--- BEGIN Document text ---
Beare-Spencer, the DFYS social worker assigned to A.R.’s case, indicated that she had worked as a social worker for DFYS in Sitka for five years. She had a bachelor’s degree in sociology and was only eighteen hours away from receiving a master’s degree from Boise State University. She testified that her primary responsibility at DFYS was “protecting children from physical or emotional harm” and that, when making decisions regarding when to intervene, she relied primarily on the on-the-job training and experience that she received, first in Idaho, and then in Sitka.

Beare-Spencer testified that she had spent “[q]uite a bit” of time with A.R. and had talked to her often on the telephone in the previous six months and that she had even spent “four solid days with her” while they traveled to Chevak together. She testified that she knew “a lot of who [A.R.] is,” but that there was a part of A.R. that she did not know because A.R. “closes down” when she *1301 becomes upset. When asked whether she believed A.R. could testify in the presence of Reutter, she answered: “She can’t do it.” Beare-Spencer based her answer on her observations of A.R.’s emotional condition during and after the CINA proceeding and on A.R.’s statement to Beare-Spencer regarding her desire to protect her mother by remaining silent. Reutter objected, on hearsay grounds, to Beare-Spencer’s testimony concerning A.R.’s statement. Judge Zervos overruled the objection.
--- END Document text ---
> Prompt 1
Rewrite the records as a JSON list of strings, one string per line and blank lines omitted, starting at the line that contains "Target: piston cylinder" and stopping after the line that contains "[616,0,723,195]".
--- BEGIN Given data ---
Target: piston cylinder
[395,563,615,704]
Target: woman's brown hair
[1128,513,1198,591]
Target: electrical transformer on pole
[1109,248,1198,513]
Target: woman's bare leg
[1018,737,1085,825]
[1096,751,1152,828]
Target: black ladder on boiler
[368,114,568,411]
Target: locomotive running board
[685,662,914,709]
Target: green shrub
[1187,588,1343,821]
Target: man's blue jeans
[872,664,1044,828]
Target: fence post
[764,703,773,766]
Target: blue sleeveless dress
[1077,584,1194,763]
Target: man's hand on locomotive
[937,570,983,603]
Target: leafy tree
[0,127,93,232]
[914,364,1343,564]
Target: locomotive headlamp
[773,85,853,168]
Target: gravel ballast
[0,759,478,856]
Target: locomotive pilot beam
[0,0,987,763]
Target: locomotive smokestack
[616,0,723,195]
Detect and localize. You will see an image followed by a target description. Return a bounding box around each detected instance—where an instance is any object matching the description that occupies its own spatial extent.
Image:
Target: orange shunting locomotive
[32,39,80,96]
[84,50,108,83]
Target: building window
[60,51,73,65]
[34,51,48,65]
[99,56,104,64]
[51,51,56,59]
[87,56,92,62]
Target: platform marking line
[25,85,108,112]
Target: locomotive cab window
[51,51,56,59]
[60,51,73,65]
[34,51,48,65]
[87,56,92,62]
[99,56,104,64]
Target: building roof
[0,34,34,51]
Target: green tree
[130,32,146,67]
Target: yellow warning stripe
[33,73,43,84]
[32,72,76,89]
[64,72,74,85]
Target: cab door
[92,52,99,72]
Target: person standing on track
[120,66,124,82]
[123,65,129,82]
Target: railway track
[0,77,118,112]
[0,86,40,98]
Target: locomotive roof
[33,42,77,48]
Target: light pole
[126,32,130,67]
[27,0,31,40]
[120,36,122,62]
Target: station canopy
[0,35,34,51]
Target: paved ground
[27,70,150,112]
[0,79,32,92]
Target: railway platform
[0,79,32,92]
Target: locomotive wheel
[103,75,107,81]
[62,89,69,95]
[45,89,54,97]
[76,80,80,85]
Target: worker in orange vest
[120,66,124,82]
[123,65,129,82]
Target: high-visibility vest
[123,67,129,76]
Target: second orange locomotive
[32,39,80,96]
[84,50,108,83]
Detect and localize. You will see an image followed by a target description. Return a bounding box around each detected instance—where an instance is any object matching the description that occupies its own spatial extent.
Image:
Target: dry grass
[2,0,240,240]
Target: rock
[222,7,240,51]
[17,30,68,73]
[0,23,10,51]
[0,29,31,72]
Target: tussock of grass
--- END Given data ---
--- BEGIN Given data ---
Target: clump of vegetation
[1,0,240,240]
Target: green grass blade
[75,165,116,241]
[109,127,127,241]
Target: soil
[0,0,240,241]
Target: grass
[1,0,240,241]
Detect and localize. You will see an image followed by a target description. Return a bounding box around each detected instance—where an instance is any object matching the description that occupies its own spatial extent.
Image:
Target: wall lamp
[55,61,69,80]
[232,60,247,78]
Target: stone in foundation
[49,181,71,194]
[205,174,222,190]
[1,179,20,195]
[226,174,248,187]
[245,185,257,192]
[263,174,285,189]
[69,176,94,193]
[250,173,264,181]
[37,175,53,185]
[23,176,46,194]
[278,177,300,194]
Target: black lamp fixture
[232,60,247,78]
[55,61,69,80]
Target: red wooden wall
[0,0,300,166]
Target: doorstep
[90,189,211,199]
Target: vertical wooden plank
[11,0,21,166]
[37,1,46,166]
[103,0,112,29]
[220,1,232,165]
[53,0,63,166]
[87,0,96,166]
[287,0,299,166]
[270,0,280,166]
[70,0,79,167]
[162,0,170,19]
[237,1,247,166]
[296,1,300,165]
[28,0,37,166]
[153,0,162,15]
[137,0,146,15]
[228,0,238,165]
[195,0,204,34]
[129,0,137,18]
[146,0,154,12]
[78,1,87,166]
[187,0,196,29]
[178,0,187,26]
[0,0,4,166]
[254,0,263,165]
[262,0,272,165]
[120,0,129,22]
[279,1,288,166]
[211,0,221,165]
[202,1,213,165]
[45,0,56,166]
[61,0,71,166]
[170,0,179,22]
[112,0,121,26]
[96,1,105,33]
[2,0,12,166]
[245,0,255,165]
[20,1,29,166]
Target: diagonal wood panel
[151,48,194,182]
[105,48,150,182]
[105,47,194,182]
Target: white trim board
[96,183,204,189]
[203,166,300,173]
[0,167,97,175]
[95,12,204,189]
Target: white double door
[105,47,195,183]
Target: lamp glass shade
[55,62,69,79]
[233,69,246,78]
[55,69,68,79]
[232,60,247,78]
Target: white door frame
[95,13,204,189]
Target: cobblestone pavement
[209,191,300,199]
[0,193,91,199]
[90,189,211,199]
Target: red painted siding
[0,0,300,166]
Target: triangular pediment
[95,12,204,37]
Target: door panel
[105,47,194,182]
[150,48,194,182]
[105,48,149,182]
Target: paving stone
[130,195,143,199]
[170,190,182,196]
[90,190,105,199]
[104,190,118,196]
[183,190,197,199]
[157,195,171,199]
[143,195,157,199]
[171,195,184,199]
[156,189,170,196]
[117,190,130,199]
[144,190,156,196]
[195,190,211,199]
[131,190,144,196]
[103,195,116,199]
--- END Given data ---
> Prompt 2
From the testimony text, reproduce verbatim the passage that starts at the words "Beare-Spencer, the DFYS" and ends after the words "then in Sitka.".

> Exercise output 1
[
  "Target: piston cylinder",
  "[395,563,615,704]",
  "Target: woman's brown hair",
  "[1128,513,1198,591]",
  "Target: electrical transformer on pole",
  "[1109,248,1198,513]",
  "Target: woman's bare leg",
  "[1018,737,1085,825]",
  "[1096,751,1152,828]",
  "Target: black ladder on boiler",
  "[368,114,568,411]",
  "Target: locomotive running board",
  "[685,662,914,709]",
  "Target: green shrub",
  "[1187,588,1343,821]",
  "Target: man's blue jeans",
  "[872,664,1044,828]",
  "Target: fence post",
  "[764,703,773,766]",
  "Target: blue sleeveless dress",
  "[1077,584,1194,763]",
  "Target: man's hand on locomotive",
  "[937,570,983,603]",
  "Target: leafy tree",
  "[0,127,93,232]",
  "[914,364,1343,564]",
  "Target: locomotive headlamp",
  "[773,85,853,168]",
  "Target: gravel ballast",
  "[0,759,478,856]",
  "Target: locomotive pilot beam",
  "[0,0,987,763]",
  "Target: locomotive smokestack",
  "[616,0,723,195]"
]

> Exercise output 2
Beare-Spencer, the DFYS social worker assigned to A.R.’s case, indicated that she had worked as a social worker for DFYS in Sitka for five years. She had a bachelor’s degree in sociology and was only eighteen hours away from receiving a master’s degree from Boise State University. She testified that her primary responsibility at DFYS was “protecting children from physical or emotional harm” and that, when making decisions regarding when to intervene, she relied primarily on the on-the-job training and experience that she received, first in Idaho, and then in Sitka.